§ **Document passage**:
☆ ☆ ☆ ☆ ☆ ☆ ☆

The paper by Gandhi and associates (1) was excluded from our analysis because of inadequate stratification of patients by gold standard testing (only 7 of 31 patients had an insulin tolerance or metyrapone test). The paper by Choi and coworkers (2) appeared on MEDLINE in April 2003, after our final draft was submitted, and includes 72 patients who underwent the 1-µg test and the insulin tolerance test. The paper by Rose and colleagues (3) was not detected by our MEDLINE search and includes 2 separate samples of pediatric patients: 38 who had 250-µg testing and metyrapone testing and 120 who at a later time had the 1-µg test and metyrapone testing. Thus, none of these 3 studies are useful for head-to-head testing of the 250-µg and 1-µg tests. When the data of Choi and coworkers (2) and Rose and colleagues (3) are included in our Tables 2 and 4 and subjected to a summary receiver-operating characteristic (ROC) analysis, there is no change in our conclusion that the operating characteristics of the 250-µg and 1-µg tests are virtually identical (no difference in area under the curve, the value of sensitivity, or sensitivity at a specificity of 95%; P > 0.2 for all comparisons).

In the paper by Abdu and colleagues (4), the data in their Table 1 for all 42 patients who had an insulin tolerance test as the gold standard revealed that the sensitivity was 100% for both cosyntropin stimulation tests at cutoff cortisol levels of 500 nmol/L and 600 nmol/L. In the paper by Mayenknecht and colleagues (5), an analysis of paired ROC data in our Appendix Figure firmly establishes that the performance characteristics of the 250-µg and 1-µg tests are indistinguishable.

Averaging sensitivities and specificities to perform a t-test is inappropriate for meta-analysis. For this method to be valid, specificities would have to be equalized, which is not possible with the available data. Summary ROC methods were designed to deal with these difficulties and facilitate comparison between studies because they assess performance characteristics independent of cut-score. Dr. Dickstein's Figure shows inequality of specificities, and the data are underpowered to conclude that specificities are not different (P = 0.092). Calendar time is less of an issue, since both the 250-µg and the 1-µg tests were compared with stable gold standard tests. To address the issue of direct comparisons, we analyzed the 7 studies that met our inclusion criteria and compared the 1-µg and the 250-µg tests head-to-head in the same sample of patients (Tables 2 and 4); we found no difference between the tests for any parameter of test performance (area under the curve, value of sensitivity, or sensitivity at a specificity of 95%; P > 0.2 for all comparisons).

☆ ☆ ☆ ☆ ☆ ☆ ☆

Return the part of the passage about cosyntropin stimulation tests word for word, starting at "In the paper by Abdu" and ending at "tests are indistinguishable.". Draw only on the passage about cosyntropin stimulation tests.

§ **Dataset entries**:

☆ ☆ ☆ ☆ ☆ ☆ ☆

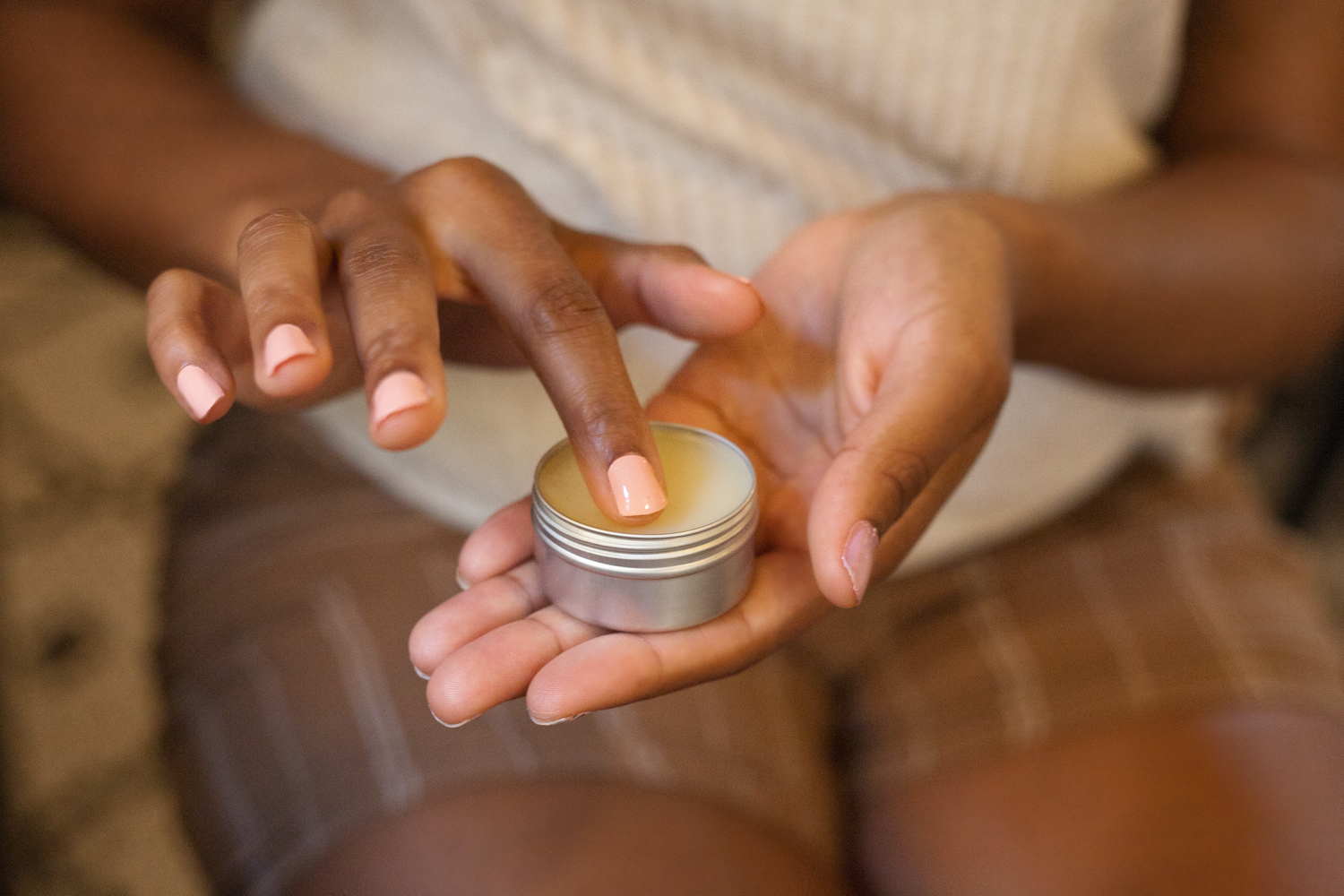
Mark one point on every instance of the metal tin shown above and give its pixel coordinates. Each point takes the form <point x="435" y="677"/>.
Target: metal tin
<point x="636" y="582"/>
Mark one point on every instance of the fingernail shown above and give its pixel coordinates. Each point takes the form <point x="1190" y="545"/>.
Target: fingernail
<point x="554" y="721"/>
<point x="400" y="392"/>
<point x="199" y="389"/>
<point x="857" y="556"/>
<point x="284" y="344"/>
<point x="456" y="724"/>
<point x="637" y="490"/>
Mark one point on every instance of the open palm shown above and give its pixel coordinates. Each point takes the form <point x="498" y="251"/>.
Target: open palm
<point x="862" y="398"/>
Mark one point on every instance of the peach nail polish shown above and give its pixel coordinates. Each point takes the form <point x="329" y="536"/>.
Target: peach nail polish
<point x="859" y="548"/>
<point x="199" y="389"/>
<point x="398" y="392"/>
<point x="453" y="724"/>
<point x="554" y="721"/>
<point x="284" y="344"/>
<point x="637" y="490"/>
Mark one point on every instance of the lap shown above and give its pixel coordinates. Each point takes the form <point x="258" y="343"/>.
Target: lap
<point x="296" y="719"/>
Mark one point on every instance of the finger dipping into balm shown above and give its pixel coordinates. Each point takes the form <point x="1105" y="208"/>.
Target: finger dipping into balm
<point x="687" y="567"/>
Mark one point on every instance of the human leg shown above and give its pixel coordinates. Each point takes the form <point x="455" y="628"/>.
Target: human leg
<point x="1233" y="804"/>
<point x="1133" y="700"/>
<point x="306" y="754"/>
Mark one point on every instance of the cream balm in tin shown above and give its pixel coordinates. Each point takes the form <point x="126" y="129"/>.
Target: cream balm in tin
<point x="690" y="565"/>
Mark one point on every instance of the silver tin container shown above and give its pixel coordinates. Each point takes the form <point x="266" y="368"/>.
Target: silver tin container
<point x="634" y="582"/>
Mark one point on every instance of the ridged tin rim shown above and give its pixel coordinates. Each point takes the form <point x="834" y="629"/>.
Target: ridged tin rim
<point x="647" y="556"/>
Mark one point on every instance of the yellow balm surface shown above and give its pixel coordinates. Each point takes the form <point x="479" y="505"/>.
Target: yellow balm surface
<point x="706" y="479"/>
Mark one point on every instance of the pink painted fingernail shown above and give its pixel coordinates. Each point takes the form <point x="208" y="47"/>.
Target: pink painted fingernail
<point x="284" y="344"/>
<point x="398" y="392"/>
<point x="199" y="389"/>
<point x="857" y="556"/>
<point x="554" y="721"/>
<point x="453" y="724"/>
<point x="637" y="490"/>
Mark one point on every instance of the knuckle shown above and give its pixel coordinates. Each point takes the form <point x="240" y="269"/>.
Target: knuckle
<point x="679" y="253"/>
<point x="599" y="414"/>
<point x="564" y="306"/>
<point x="266" y="228"/>
<point x="394" y="347"/>
<point x="906" y="474"/>
<point x="378" y="260"/>
<point x="172" y="284"/>
<point x="351" y="206"/>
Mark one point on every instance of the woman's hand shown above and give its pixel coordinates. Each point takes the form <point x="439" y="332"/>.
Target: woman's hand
<point x="862" y="398"/>
<point x="354" y="300"/>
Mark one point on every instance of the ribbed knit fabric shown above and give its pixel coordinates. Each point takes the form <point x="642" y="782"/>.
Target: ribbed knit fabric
<point x="726" y="125"/>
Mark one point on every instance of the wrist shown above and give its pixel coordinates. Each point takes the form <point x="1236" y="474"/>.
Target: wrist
<point x="1032" y="246"/>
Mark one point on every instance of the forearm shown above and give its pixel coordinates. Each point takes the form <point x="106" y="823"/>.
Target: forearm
<point x="126" y="140"/>
<point x="1223" y="269"/>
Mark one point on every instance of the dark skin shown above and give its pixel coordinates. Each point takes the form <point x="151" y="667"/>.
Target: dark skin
<point x="863" y="394"/>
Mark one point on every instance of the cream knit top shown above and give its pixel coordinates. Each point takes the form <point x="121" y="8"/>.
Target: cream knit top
<point x="726" y="125"/>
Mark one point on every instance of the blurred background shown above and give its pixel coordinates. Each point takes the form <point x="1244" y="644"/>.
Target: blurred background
<point x="90" y="444"/>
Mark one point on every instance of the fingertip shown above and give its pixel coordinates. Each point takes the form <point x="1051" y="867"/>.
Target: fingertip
<point x="290" y="363"/>
<point x="402" y="411"/>
<point x="696" y="301"/>
<point x="284" y="344"/>
<point x="201" y="392"/>
<point x="636" y="489"/>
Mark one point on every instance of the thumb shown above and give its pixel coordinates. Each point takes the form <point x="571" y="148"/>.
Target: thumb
<point x="668" y="287"/>
<point x="895" y="469"/>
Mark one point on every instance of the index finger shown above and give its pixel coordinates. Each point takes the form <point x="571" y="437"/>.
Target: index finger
<point x="508" y="249"/>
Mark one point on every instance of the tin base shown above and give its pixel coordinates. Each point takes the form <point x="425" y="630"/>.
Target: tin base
<point x="644" y="603"/>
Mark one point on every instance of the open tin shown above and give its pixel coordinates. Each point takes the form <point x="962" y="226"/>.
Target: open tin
<point x="660" y="576"/>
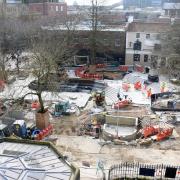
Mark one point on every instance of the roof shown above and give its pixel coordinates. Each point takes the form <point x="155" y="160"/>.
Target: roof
<point x="148" y="27"/>
<point x="85" y="28"/>
<point x="22" y="159"/>
<point x="171" y="6"/>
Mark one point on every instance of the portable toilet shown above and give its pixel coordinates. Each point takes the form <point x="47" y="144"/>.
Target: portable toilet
<point x="61" y="108"/>
<point x="19" y="128"/>
<point x="4" y="131"/>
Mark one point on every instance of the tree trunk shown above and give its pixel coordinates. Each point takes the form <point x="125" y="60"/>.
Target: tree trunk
<point x="42" y="110"/>
<point x="17" y="64"/>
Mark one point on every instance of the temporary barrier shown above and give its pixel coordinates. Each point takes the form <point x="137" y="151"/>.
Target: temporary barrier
<point x="100" y="65"/>
<point x="164" y="134"/>
<point x="149" y="93"/>
<point x="123" y="68"/>
<point x="149" y="131"/>
<point x="35" y="105"/>
<point x="139" y="68"/>
<point x="122" y="104"/>
<point x="137" y="85"/>
<point x="2" y="85"/>
<point x="45" y="132"/>
<point x="143" y="171"/>
<point x="125" y="86"/>
<point x="155" y="97"/>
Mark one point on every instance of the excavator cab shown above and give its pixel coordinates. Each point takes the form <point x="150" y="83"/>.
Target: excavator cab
<point x="100" y="98"/>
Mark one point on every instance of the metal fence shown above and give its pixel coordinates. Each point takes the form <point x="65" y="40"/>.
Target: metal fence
<point x="143" y="171"/>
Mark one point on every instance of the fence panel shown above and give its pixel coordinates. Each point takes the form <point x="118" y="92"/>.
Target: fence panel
<point x="138" y="170"/>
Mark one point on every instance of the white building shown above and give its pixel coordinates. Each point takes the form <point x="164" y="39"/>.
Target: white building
<point x="143" y="44"/>
<point x="172" y="8"/>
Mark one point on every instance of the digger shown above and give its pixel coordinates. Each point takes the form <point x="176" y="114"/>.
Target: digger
<point x="99" y="98"/>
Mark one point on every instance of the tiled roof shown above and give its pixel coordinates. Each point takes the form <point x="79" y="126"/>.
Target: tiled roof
<point x="148" y="27"/>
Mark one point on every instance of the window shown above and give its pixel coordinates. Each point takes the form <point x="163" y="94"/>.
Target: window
<point x="137" y="35"/>
<point x="106" y="42"/>
<point x="137" y="45"/>
<point x="130" y="44"/>
<point x="117" y="42"/>
<point x="56" y="8"/>
<point x="147" y="36"/>
<point x="158" y="37"/>
<point x="136" y="57"/>
<point x="145" y="58"/>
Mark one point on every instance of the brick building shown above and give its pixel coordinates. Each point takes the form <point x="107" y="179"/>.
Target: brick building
<point x="110" y="46"/>
<point x="143" y="42"/>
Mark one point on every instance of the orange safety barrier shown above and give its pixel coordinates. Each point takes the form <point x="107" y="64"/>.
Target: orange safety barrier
<point x="164" y="134"/>
<point x="45" y="132"/>
<point x="121" y="104"/>
<point x="150" y="131"/>
<point x="149" y="93"/>
<point x="137" y="85"/>
<point x="125" y="86"/>
<point x="100" y="65"/>
<point x="139" y="68"/>
<point x="123" y="68"/>
<point x="2" y="85"/>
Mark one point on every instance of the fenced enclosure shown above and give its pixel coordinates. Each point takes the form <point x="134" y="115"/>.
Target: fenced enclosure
<point x="143" y="171"/>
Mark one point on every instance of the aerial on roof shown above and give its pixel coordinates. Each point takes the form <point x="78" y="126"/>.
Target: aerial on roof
<point x="32" y="161"/>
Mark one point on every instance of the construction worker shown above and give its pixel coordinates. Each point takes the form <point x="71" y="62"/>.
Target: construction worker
<point x="163" y="86"/>
<point x="149" y="93"/>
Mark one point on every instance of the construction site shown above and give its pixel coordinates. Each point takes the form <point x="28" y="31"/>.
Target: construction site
<point x="114" y="123"/>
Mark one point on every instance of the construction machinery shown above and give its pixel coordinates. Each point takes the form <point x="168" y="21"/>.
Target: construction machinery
<point x="122" y="103"/>
<point x="20" y="129"/>
<point x="4" y="131"/>
<point x="99" y="98"/>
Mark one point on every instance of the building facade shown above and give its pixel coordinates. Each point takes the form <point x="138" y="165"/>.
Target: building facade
<point x="172" y="8"/>
<point x="143" y="43"/>
<point x="110" y="47"/>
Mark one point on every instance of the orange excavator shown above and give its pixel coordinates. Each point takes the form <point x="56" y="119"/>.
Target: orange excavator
<point x="137" y="85"/>
<point x="158" y="133"/>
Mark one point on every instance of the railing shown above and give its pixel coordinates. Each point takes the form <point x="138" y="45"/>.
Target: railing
<point x="143" y="171"/>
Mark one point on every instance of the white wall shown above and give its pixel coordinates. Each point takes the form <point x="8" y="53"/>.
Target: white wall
<point x="147" y="46"/>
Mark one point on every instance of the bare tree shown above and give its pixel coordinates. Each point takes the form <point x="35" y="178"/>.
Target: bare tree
<point x="171" y="48"/>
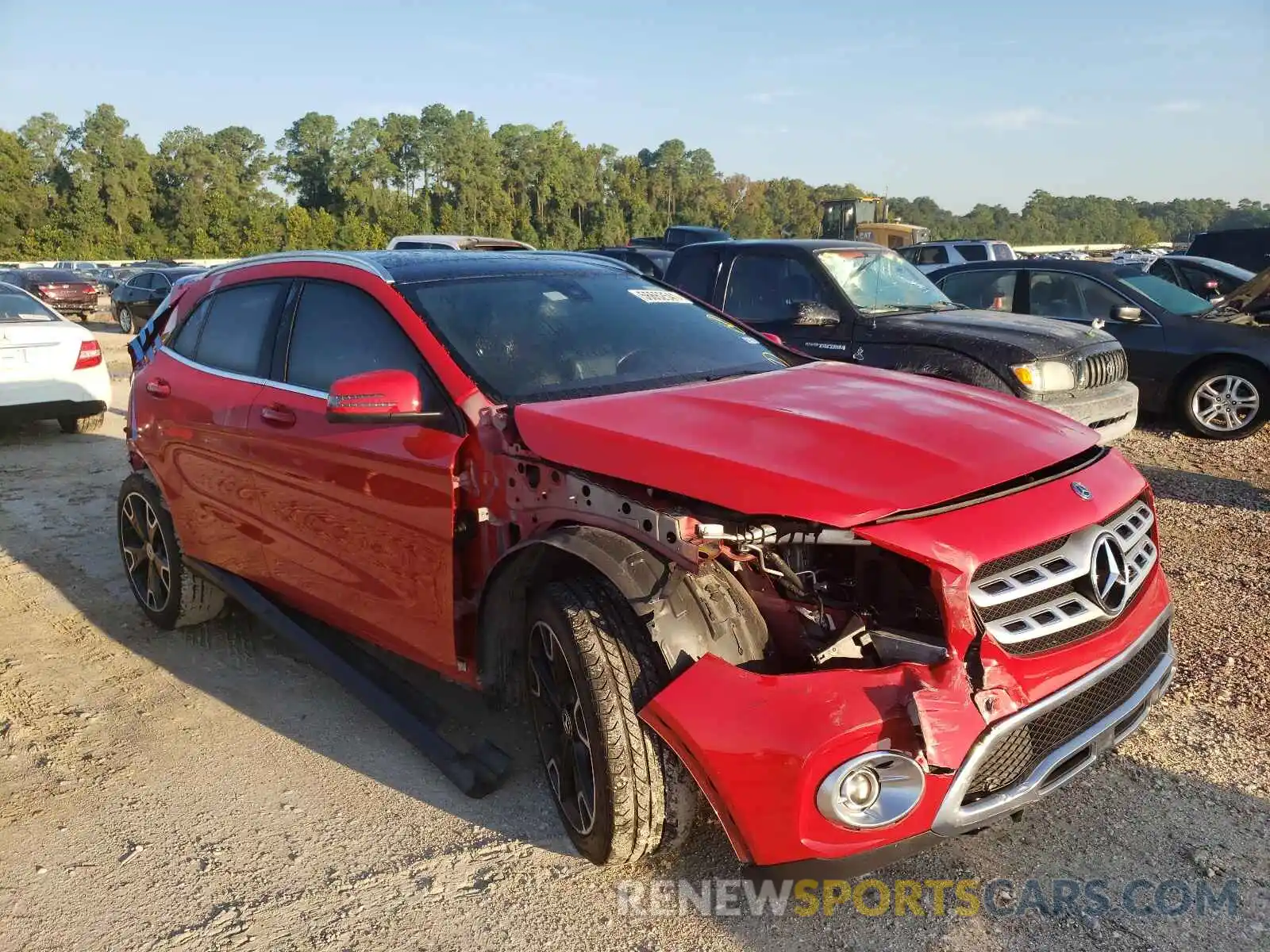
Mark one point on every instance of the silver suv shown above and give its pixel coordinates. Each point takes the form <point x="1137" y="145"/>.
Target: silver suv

☆ ☆ ☆ ☆ ☆ ☆ ☆

§ **Result**:
In the paper by Abdu and colleagues (4), the data in their Table 1 for all 42 patients who had an insulin tolerance test as the gold standard revealed that the sensitivity was 100% for both cosyntropin stimulation tests at cutoff cortisol levels of 500 nmol/L and 600 nmol/L. In the paper by Mayenknecht and colleagues (5), an analysis of paired ROC data in our Appendix Figure firmly establishes that the performance characteristics of the 250-µg and 1-µg tests are indistinguishable.